Extract to read |

======

I’ve spent about a day trying to understand what is wrong with my kernel function, but have no idea.
Initially I had quite long and complicated function. I was trying to localize error, but I couldn’t. Changes in different parts of it sometimes lead to no error. But there were no logic in it.
After several hours of relaunching I’ve cut of everithing except those parts which keeps this kernel crash. Here it is:
#include <stdio.h>
__global__ void Kernel(float** nww, unsigned nww_w, unsigned nww_h, float tau)
{
unsigned c = __umul24(blockIdx.x, blockDim.x) + threadIdx.x;
unsigned r = __umul24(blockIdx.y, blockDim.y) + threadIdx.y;
if ((c < nww_w) && (r < nww_h)) {
float actw = 0;
double lambda[2];
double bestF = 10;
double fdw(0);
for (int i = 0; i < 2; ++i) {
int k = (i ? 0 : 1);
int rhoNeg = 0;
double dw = (rhoNeg ? -tau : tau) * lambda[k];
double f = i ?
dw / (2*tau):
dw / (2*tau);
fdw = dw;
bestF = f;
}
if (bestF < 10) {
actw = float(fdw);
}
nww[r][c] = 2*actw;
}
}
void TestKernel()

======

Items from a labeling collection
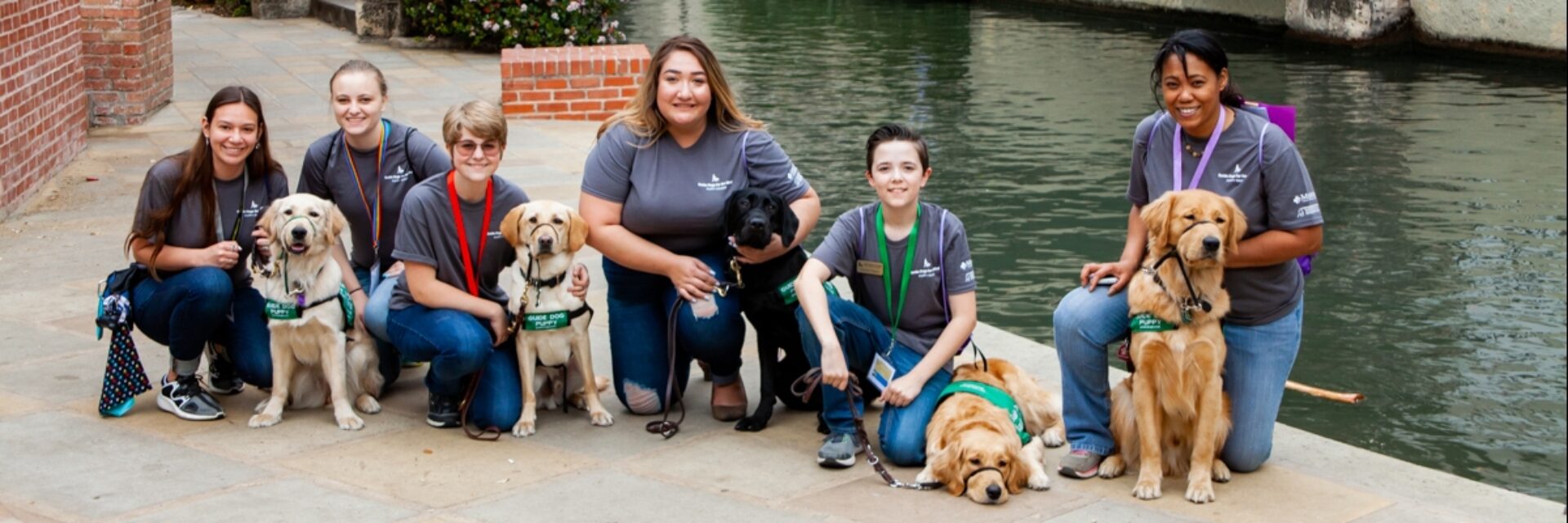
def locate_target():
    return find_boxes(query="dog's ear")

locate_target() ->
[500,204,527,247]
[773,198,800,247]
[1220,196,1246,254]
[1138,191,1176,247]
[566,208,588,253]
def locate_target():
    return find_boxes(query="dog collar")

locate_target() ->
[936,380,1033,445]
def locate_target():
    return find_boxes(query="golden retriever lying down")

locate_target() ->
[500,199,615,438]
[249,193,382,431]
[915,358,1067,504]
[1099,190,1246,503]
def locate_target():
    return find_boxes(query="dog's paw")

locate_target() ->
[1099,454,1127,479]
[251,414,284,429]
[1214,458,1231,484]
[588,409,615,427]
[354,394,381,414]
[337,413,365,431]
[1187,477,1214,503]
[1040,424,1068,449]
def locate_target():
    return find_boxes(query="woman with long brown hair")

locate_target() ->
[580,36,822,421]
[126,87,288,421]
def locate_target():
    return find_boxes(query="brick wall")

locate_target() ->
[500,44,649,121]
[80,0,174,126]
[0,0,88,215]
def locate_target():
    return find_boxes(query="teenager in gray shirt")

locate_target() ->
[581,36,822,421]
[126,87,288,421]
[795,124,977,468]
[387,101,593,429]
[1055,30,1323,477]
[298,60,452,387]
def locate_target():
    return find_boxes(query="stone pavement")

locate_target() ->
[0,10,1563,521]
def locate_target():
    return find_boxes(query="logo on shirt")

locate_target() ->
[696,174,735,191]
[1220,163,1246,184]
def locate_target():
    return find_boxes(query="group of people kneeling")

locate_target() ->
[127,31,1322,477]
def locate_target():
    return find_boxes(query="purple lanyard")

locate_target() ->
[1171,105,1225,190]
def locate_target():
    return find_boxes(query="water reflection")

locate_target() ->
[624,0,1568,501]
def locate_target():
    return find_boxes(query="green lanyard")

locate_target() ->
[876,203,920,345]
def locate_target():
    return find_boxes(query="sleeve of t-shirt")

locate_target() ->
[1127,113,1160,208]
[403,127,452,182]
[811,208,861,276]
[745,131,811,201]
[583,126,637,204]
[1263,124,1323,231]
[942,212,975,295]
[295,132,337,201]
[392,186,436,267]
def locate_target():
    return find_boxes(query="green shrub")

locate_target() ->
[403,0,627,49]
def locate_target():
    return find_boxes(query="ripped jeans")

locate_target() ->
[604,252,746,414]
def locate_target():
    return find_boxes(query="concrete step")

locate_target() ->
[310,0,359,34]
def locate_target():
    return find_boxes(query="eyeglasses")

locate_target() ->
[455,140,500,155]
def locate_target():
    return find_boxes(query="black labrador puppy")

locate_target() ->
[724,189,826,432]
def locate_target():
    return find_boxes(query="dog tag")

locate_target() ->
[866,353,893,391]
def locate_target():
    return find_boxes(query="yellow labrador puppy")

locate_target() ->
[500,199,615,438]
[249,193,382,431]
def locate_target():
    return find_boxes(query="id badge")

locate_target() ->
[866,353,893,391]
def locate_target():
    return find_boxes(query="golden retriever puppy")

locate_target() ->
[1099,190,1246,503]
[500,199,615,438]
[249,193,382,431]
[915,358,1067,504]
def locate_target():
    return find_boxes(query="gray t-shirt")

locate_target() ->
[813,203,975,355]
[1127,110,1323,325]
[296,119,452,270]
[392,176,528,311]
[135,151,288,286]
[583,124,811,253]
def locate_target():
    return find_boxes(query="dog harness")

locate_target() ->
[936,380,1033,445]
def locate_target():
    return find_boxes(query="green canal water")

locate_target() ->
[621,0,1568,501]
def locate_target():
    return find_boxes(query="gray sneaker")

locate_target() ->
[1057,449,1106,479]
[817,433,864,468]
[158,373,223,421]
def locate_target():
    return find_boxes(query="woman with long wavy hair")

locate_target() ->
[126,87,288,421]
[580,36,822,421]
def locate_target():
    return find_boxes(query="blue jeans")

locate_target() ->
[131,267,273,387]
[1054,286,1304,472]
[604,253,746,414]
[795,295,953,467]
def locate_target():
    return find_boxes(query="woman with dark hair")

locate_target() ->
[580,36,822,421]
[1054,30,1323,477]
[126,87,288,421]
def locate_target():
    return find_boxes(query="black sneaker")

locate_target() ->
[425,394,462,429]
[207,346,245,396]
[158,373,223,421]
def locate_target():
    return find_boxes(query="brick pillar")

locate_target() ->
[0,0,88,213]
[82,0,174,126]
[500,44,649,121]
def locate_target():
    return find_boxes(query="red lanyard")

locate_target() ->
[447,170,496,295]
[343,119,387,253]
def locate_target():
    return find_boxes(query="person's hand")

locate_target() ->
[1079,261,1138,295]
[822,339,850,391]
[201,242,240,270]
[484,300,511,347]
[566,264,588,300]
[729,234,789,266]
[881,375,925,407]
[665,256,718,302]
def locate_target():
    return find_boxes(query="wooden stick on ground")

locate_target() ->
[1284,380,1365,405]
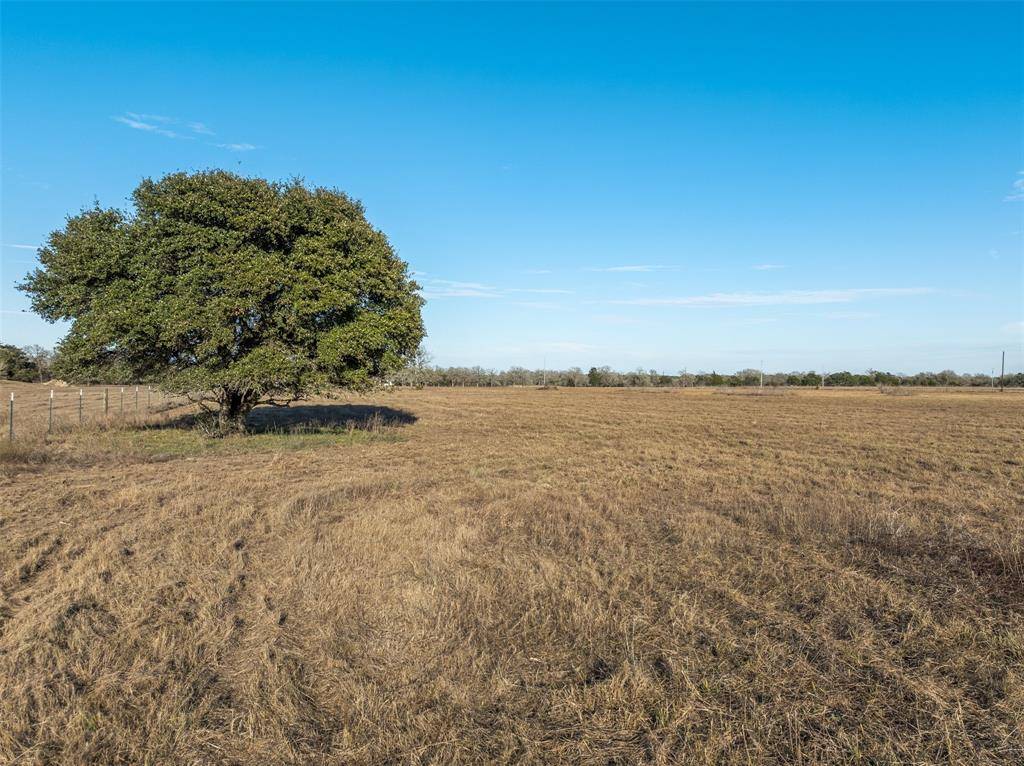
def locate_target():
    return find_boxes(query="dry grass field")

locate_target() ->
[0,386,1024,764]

======

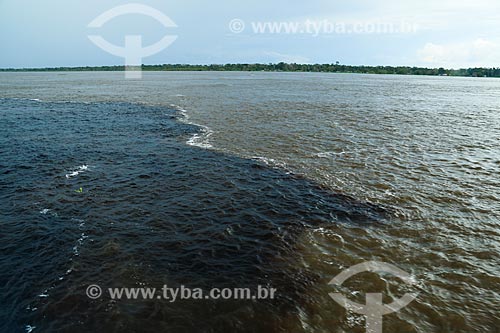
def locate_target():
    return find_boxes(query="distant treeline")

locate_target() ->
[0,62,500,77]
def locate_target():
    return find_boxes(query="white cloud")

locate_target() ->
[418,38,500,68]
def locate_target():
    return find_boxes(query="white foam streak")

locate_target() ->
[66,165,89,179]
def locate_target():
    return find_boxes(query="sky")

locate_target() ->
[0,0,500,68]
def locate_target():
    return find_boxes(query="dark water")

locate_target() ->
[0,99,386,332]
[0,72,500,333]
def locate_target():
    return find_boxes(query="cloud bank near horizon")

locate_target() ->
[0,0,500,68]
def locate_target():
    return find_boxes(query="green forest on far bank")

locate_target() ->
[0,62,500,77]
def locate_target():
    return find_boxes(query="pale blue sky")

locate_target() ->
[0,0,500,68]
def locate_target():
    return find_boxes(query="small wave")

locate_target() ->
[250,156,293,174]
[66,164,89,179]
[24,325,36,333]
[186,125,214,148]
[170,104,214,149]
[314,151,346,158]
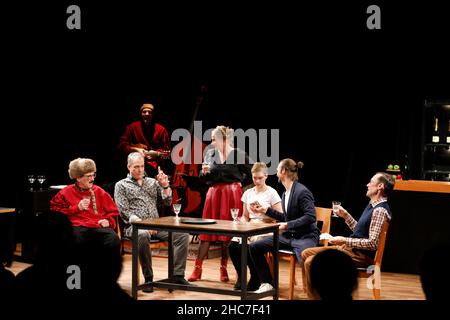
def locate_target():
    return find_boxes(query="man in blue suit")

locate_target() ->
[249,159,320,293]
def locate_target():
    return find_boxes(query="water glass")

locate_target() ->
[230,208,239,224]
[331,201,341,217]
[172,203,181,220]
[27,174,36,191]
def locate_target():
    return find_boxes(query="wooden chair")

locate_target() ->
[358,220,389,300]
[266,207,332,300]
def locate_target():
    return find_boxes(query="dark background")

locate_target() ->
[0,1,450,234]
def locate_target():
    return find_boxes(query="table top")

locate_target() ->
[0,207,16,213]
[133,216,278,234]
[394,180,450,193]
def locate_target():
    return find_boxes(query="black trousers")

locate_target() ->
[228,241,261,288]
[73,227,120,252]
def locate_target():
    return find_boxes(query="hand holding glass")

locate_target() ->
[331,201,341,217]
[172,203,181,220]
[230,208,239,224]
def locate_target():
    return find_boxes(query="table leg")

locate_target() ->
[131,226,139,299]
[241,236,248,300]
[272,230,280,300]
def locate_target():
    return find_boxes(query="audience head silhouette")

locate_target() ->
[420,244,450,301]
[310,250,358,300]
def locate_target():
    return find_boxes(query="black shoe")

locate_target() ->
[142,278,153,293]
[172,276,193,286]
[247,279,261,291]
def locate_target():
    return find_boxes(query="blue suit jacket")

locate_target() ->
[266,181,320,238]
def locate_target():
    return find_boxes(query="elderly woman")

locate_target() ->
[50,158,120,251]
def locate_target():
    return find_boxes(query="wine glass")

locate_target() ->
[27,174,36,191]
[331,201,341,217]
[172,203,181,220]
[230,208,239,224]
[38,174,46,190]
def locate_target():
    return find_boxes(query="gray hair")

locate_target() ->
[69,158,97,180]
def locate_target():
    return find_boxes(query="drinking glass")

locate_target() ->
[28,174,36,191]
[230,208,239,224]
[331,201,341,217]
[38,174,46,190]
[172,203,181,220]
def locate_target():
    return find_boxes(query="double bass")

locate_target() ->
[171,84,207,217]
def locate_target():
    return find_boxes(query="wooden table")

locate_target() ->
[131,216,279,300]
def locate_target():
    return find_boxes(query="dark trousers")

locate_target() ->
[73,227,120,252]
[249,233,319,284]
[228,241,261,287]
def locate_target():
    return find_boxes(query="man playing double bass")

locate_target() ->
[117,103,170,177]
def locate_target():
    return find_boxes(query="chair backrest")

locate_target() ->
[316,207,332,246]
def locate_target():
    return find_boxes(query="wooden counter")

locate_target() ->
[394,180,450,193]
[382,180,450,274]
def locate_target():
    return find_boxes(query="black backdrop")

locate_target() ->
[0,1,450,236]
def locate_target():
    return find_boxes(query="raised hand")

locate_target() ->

======

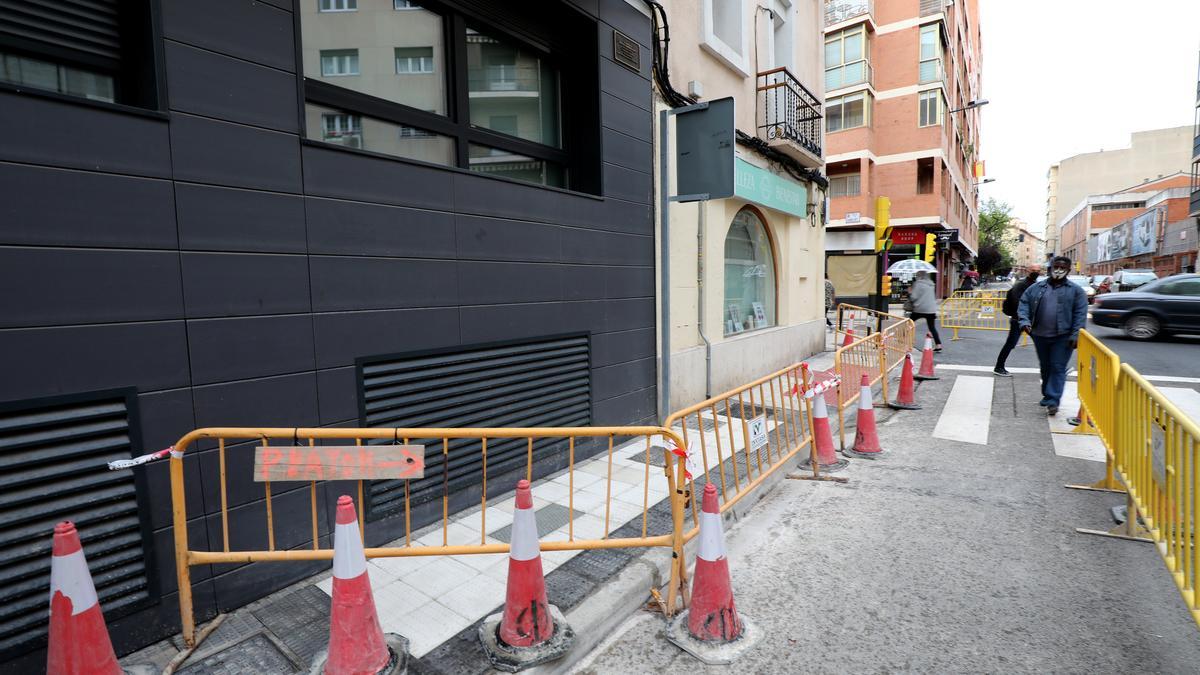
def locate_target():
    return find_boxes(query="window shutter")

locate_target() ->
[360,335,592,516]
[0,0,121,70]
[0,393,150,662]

======

Required work |
• A. Reproduce the part of the CUDA kernel post starting with "After several hours" and going on through "nww_h, float tau)".
• B. Translate this sentence from the CUDA kernel post into Spanish: "I’ve spent about a day trying to understand what is wrong with my kernel function, but have no idea."
• C. Extend the CUDA kernel post onward from the point where it stops.

Outputs by task |
• A.
After several hours of relaunching I’ve cut of everithing except those parts which keeps this kernel crash. Here it is:
#include <stdio.h>
__global__ void Kernel(float** nww, unsigned nww_w, unsigned nww_h, float tau)

• B. He pasado aproximadamente un día intentando entender qué falla en mi función kernel, pero no tengo ni idea.

• C.
{
cudaSetDevice(0);
//=============== Init matrix ====================
int nHeight = 10;
int nWidth = 10;
float* pMatrixLinear = NULL;
float** pMatrix = NULL;
cudaMalloc((void**)&pMatrixLinear,nHeight*nWidth*sizeof(float));
cudaMemset(pMatrixLinear, 0, nHeight*nWidth*sizeof(float));
cudaMalloc((void**)&pMatrix,nHeight*sizeof(float*));
float** tmpArray = new float*[nHeight];
//Just assign the pointers to linear memory
for (int i=0; i<nHeight; i++) {
tmpArray[i] = pMatrixLinear + i*nWidth;
}
//Copy this pointers to dev memory
cudaMemcpy(pMatrix, tmpArray, nHeight*sizeof(float*), cudaMemcpyHostToDevice);
delete[] tmpArray;
//=============== End of Init matrix ====================
dim3 blockSize(16, 16, 1);
dim3 gridSize(1, 1,1);
float tau = 0.5;
Kernel<<<gridSize, blockSize>>>(pMatrix, nWidth, nHeight, tau);
cudaError err;
err = cudaGetLastError();
if(cudaSuccess != err){
printf("UpdatePrimalKernel failed \n");
exit(-1);
}
err = cudaThreadSynchronize();
if(cudaSuccess != err){
printf("cudaThreadSynchronize() failed \n");
printf(cudaGetErrorString( err));
printf("\n");
exit(-1);
}
cudaFree(pMatrixLinear);
cudaFree(pMatrix);
}
Output:
cudaThreadSynchronize() failed
unknown error
Press any key to continue . . .
I’ve attached this cu file for convenience. I’m using CUDA Toolkit ver 4.0.17, Win 7 64, Quadro 5000 and GeForce GTX 480 (tried on both).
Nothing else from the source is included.